Reading text »
——————

What makes matters worse is the
startling confession by Makatu that they had made no attempt to
inform the employees that the
petition was merely “a cry for
attention” (which I, in any event, do not accept) and that
they did not really mean
what was contained in the petition. I also
do not accept that the employees individually did not mean what was
stated in the
petition. Not one of the other employees came forward
to give evidence and refute this evidence. Moreover, it is clear
from the
petition that each employee confirmed that they “
were
neither coerced nor misled into signing this vote of no confidence.
We fully understand our actions”
. There can only be one
explanation for the inclusion of these words and that is that the
union sought to protect itself against
any claim later by the
members who might complain that they had been misled by the union.
The union in my view was bent on
pursuing a path of confrontation without any regard to the
individual welfare of the initial
41 employees. If the union was
concerned about the welfare of the individual employees it would
have advised its members after
the letter from the attorneys to
withdraw their support for the petition and apologise to Ram. Also,
the union should have then
used the proper channels to pursue the
grievances. The union made no attempt to do so and also no attempt
to pursue the grievances
through the appropriate grievance
procedures. I will return to this issue hereinbelow.
I must however, stress, that although
I am of the view that the union dismally failed the individual
employees, the 10 remaining
employees can hardly blame the union for
the fact that they were eventually dismissed. Three employees and
later 28 employees
realised that they were on a path of
self-destruction and as a result of accepting the olive branch
extended to them by the chairperson
(when the very person the
workers had wanted to get rid of indicated to the chairperson that
certain employees may not have been
willing participants in this
whole saga), retained their employment. In other words, although
this court may have been sympathetic
up until the guilty finding,
this sympathy cannot extend to the 10 remaining applicants who took
a conscious decision not to
apologise to Ram after having been found
guilty and after they have been afforded an opportunity by the
chairperson to withdraw
their petition. To make matters worse, they
sat in court and listened to the evidence of Mani and Makatu who
tried to convince
the court that the petition was merely a “cry
for help”. Yet not one of them took the stand to distance
themselves
from the union. There is therefore no evidence before
this Court that any of the ten individuals who were ultimately
dismissed
were in fact misled throughout by the union nor is there
any evidence that they did not understand what was offered to them
by
the chairperson when he offered them an opportunity to save their
jobs. The ten applicants must therefore stand and fall by their
own
decision to support the petition and to remain steadfast in
associating themselves with the union’s confrontational

stance.
The actions of the individual workers
constituted gross insubordination. Not only were they insolent by
repudiating their duty
to show respect to the CEO of the respondent,
they were also grossly insubordinate in refusing to obey the
instructions of their
employer. See in this regard:
CCAWUSA
v Wooltru Ltd t/a Woolworths (Randburg)

——————

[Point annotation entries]

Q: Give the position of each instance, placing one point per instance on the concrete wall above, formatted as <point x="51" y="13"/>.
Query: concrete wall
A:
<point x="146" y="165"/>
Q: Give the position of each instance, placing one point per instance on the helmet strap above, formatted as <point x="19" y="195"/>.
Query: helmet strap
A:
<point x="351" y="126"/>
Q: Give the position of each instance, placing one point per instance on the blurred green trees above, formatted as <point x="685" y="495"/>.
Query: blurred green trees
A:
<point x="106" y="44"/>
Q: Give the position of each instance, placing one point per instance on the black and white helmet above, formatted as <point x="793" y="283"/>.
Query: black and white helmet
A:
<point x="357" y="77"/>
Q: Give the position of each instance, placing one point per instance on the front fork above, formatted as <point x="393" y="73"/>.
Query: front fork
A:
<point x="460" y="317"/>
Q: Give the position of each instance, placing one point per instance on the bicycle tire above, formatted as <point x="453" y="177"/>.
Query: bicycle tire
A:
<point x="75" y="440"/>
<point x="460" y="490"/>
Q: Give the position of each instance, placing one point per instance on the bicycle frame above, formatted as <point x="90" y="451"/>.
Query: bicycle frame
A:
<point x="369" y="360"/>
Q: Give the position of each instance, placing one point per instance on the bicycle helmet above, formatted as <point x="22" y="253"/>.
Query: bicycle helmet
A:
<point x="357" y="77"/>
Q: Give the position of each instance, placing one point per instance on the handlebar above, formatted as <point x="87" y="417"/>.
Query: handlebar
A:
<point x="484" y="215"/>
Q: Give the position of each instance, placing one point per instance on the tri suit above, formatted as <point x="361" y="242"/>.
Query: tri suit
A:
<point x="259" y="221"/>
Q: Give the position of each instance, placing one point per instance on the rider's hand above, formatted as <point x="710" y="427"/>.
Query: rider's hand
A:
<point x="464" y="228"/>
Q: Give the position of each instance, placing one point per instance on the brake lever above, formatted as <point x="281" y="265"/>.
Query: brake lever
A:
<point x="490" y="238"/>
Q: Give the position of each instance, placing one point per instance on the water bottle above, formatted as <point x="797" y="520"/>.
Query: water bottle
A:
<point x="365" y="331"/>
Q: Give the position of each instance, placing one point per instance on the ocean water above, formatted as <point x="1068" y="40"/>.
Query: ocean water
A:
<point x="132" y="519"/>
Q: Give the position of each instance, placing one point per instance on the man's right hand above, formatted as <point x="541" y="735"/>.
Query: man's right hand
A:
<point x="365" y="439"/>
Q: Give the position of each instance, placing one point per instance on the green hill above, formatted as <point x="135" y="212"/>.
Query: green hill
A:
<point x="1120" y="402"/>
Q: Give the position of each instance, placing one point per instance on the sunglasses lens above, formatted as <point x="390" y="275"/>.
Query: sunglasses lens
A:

——————

What to work on »
(1) Render the entries as a JSON list of strings, one per line with blank lines omitted, covering the part that opens with the line containing "the tri suit" and runs through the last line of the entries.
(2) Write the next part of the court judgment on the workers' petition, picking up after its final line.

The answers »
(1)
[
  "Q: Give the position of each instance, placing one point per instance on the tri suit above, formatted as <point x=\"361\" y=\"242\"/>.",
  "Query: tri suit",
  "A:",
  "<point x=\"259\" y=\"221\"/>",
  "Q: Give the position of each instance, placing one point per instance on the rider's hand above, formatted as <point x=\"710\" y=\"427\"/>.",
  "Query: rider's hand",
  "A:",
  "<point x=\"464\" y=\"228\"/>",
  "Q: Give the position of each instance, placing one point per instance on the brake lever above, formatted as <point x=\"281\" y=\"265\"/>.",
  "Query: brake lever",
  "A:",
  "<point x=\"490\" y=\"238\"/>",
  "Q: Give the position of each instance, placing one point per instance on the water bottle above, formatted as <point x=\"797\" y=\"520\"/>.",
  "Query: water bottle",
  "A:",
  "<point x=\"365\" y=\"331\"/>",
  "Q: Give the position of each instance, placing one point per instance on the ocean water above, formatted as <point x=\"1068\" y=\"40\"/>.",
  "Query: ocean water",
  "A:",
  "<point x=\"132\" y=\"519\"/>",
  "Q: Give the position of each instance, placing one point per instance on the man's right hand above, formatted as <point x=\"541\" y=\"735\"/>.",
  "Query: man's right hand",
  "A:",
  "<point x=\"365\" y=\"439\"/>",
  "Q: Give the position of each instance, placing one point per instance on the green hill above, formatted as <point x=\"135\" y=\"212\"/>.",
  "Query: green hill",
  "A:",
  "<point x=\"1120\" y=\"402\"/>",
  "Q: Give the position of each instance, placing one point per instance on the sunglasses lens above, formatted as <point x=\"390\" y=\"275\"/>.",
  "Query: sunglasses lens",
  "A:"
]

(2)
(1989)
10
ILJ
311
(IC);
3
Acrylic Products (Pty) Ltd v CWIU
& Another
[1997[ 4
BLLR 370
(LAC);
Slagment
(Pty) Ltd v Building Construction and Allied Workers Union
(1994) 15
ILJ
979 (A);
Johannes
v Polyoak Industries
[1998]
1 BLLR 18
(LAC);
Air
Products (Pty) Ltd v CWIU
[1998]
BLLR 1
(LAC).
As far as the first charge is
concerned, I find the applicants guilty.
Grievance procedure
I have pointed out that the
chairperson was of the view that it was not necessary to consider
the merits of the demands made by
the union in the letter dated 23
May 2008. I am in agreement with this finding. Ram’s
performance is not the issue. The
issue is the conduct of the
individual employees. I am, however, prepared to accept for the sake
of argument that the union had
legitimate demands and grievances.
Furthermore, I have already pointed out that the union should have
followed the grievance
procedure. It is simply not acceptable to
submit a petition containing the allegations that it did. I have
already indicated
that I do not accept the union’s averment
that there was no grievance procedure in place. Even if the union
was genuinely
unaware of the existence of the grievance procedure,
the union could not have been unaware of the existence of the
grievance
procedure after having received the letter from the
respondent dated 1 April 2008. I also do not accept the allegation
that the
grievance procedure would not have been suitable for a
collective dispute. This averment also refutes the assertion that
the
union was unaware of the grievance procedure. The letter from
the attorneys also informed the union that it could use the
grievance
procedure. Moreover, on their own evidence the union had
been told by the chairperson of the Board’s Human Resources
Committee
(a sub-committee of the Board of Directors), Ms Nora
Fakude that her door was always open for discussion about grievances
and
complaints. Despite all of these invitations and opportunities,
the union decided not to process a proper grievance procedure but

rather to follow a confrontational route – a route that was
supported by these 10 applicants until the bitter end. Lastly,
the
union’s witnesses tried to persuade this court that all
attempts to meet with the Board fell on deaf ears. This is
patently
false. The chairperson of the Board, Mr. Jo Foster who himself was
for many years a trade unionist, called the representatives
to a
meeting where he expressed his concerns about the strategy that was
adopted by the union. On the union’s own version,
they walked
out of the meeting.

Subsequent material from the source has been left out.